課題内容:
次のエクソソームに関するコラムを、一字一句変えずに全文打ち直してください。

文書の抜粋:

+--

2025/09/19
コラム欄
細胞間のミニ宅配便!台湾バイオテク新興企業が泌尿器応用に注力し、再生医療分野を開拓
記者:張芸瑄 – 2025年9月17日
ご存知ですか?数十兆ものヒト細胞は、エクソソームというナノサイズの微小小胞を通じて継続的にコミュニケーションを行っています。これらは世界のバイオテクノロジー分野で最も注目される「明日のスター」となりつつあります。台湾エクソソーム株式会社は本日、この先端技術を活用し、泌尿・生殖関連応用研究に注力することを発表しました。

「エクソソーム」の神秘を解き明かす:細胞間の天然メッセンジャー
細胞を工場に例えるなら、エクソソームはその工場から派遣される宅配員です。タンパク質やRNAといった「指令貨物」を運び、細胞間シグナルを伝達します。台湾エクソソームは、幹細胞を含む複数の細胞タイプから大量にエクソソームを製造する技術を確立し、GTP準拠の生産体制を整備して品質と一貫性を保証しています。
泌尿・生殖健康に焦点:初期研究が希望を示す
なぜ泌尿・生殖領域に注目するのか?腎臓、膀胱、生殖器系の健康は生活の質と直結しており、市場需要は大きく、成長が続いているからです。動物実験ではすでに有望な初期結果が確認されており、今後の研究開発の重要な参考となっています。

健康診断の新潮流:尿検査で早期リスクを発見
エクソソームには診断およびモニタリングツールとしての大きな可能性があります。健康に異常が生じると、尿中エクソソームが運ぶ「メッセージ」が変化します。例えば、特定のマイクロRNA(miRNA)マーカーは泌尿器系疾患と強く関連しており、非侵襲的かつ個別化された早期検出の手段として注目されています。

+--

提供された記録:
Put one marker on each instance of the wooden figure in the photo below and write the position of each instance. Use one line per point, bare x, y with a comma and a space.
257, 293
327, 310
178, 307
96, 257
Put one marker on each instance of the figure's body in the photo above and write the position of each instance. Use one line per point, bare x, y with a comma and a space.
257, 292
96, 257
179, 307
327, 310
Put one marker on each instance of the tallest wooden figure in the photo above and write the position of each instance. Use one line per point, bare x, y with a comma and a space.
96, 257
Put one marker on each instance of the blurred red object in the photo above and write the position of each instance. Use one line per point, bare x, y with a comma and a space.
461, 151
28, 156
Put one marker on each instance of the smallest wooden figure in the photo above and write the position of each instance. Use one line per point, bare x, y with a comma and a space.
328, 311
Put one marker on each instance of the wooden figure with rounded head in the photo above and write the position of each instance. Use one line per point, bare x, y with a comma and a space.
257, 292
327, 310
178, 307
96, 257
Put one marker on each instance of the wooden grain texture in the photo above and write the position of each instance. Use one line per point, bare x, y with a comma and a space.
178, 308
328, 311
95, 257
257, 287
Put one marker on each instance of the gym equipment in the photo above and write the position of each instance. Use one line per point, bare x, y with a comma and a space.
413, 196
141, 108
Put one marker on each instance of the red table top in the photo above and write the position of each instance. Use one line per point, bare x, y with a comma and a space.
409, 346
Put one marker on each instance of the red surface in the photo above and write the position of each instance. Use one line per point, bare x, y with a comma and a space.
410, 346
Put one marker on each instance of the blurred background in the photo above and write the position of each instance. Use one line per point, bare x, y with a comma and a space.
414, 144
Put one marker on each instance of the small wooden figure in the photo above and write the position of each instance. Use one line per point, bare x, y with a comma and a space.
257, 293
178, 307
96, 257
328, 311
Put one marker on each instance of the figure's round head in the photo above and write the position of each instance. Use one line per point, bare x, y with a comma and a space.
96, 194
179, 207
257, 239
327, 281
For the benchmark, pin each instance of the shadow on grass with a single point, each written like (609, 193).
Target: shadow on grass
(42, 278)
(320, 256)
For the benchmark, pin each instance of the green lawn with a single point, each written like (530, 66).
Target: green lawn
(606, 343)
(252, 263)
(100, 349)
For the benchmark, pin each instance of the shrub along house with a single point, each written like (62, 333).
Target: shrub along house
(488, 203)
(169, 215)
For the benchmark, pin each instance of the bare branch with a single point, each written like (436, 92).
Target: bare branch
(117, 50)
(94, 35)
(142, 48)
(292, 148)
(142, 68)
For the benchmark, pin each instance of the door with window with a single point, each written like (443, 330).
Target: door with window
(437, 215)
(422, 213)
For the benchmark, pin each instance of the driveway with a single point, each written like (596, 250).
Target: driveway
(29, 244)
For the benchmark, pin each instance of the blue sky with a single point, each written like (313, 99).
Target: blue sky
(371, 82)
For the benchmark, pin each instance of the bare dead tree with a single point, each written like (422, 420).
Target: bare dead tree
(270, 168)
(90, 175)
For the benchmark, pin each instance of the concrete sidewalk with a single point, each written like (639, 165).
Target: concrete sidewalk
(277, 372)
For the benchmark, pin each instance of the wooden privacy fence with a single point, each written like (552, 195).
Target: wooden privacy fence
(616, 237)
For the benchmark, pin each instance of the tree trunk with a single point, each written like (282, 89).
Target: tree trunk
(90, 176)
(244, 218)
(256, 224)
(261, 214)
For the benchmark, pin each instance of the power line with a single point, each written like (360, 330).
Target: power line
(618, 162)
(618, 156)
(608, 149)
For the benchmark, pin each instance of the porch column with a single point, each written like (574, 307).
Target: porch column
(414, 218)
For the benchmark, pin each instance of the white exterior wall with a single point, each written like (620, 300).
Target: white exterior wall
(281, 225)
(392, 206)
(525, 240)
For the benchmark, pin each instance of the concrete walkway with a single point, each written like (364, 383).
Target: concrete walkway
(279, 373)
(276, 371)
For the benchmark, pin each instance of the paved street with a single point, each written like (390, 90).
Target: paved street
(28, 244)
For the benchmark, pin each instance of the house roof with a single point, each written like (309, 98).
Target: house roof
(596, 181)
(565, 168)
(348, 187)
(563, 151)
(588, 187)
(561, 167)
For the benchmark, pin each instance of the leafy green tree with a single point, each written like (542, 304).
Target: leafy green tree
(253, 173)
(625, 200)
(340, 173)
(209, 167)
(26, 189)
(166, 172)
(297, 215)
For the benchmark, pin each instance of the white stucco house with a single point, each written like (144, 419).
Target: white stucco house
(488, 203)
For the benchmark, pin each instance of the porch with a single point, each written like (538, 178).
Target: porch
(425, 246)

+--

本問の解答:
2025/09/19
コラム欄
細胞間のミニ宅配便!台湾バイオテク新興企業が泌尿器応用に注力し、再生医療分野を開拓
記者:張芸瑄 – 2025年9月17日
ご存知ですか?数十兆ものヒト細胞は、エクソソームというナノサイズの微小小胞を通じて継続的にコミュニケーションを行っています。これらは世界のバイオテクノロジー分野で最も注目される「明日のスター」となりつつあります。台湾エクソソーム株式会社は本日、この先端技術を活用し、泌尿・生殖関連応用研究に注力することを発表しました。

「エクソソーム」の神秘を解き明かす:細胞間の天然メッセンジャー
細胞を工場に例えるなら、エクソソームはその工場から派遣される宅配員です。タンパク質やRNAといった「指令貨物」を運び、細胞間シグナルを伝達します。台湾エクソソームは、幹細胞を含む複数の細胞タイプから大量にエクソソームを製造する技術を確立し、GTP準拠の生産体制を整備して品質と一貫性を保証しています。
泌尿・生殖健康に焦点:初期研究が希望を示す
なぜ泌尿・生殖領域に注目するのか?腎臓、膀胱、生殖器系の健康は生活の質と直結しており、市場需要は大きく、成長が続いているからです。動物実験ではすでに有望な初期結果が確認されており、今後の研究開発の重要な参考となっています。

健康診断の新潮流:尿検査で早期リスクを発見
エクソソームには診断およびモニタリングツールとしての大きな可能性があります。健康に異常が生じると、尿中エクソソームが運ぶ「メッセージ」が変化します。例えば、特定のマイクロRNA(miRNA)マーカーは泌尿器系疾患と強く関連しており、非侵襲的かつ個別化された早期検出の手段として注目されています。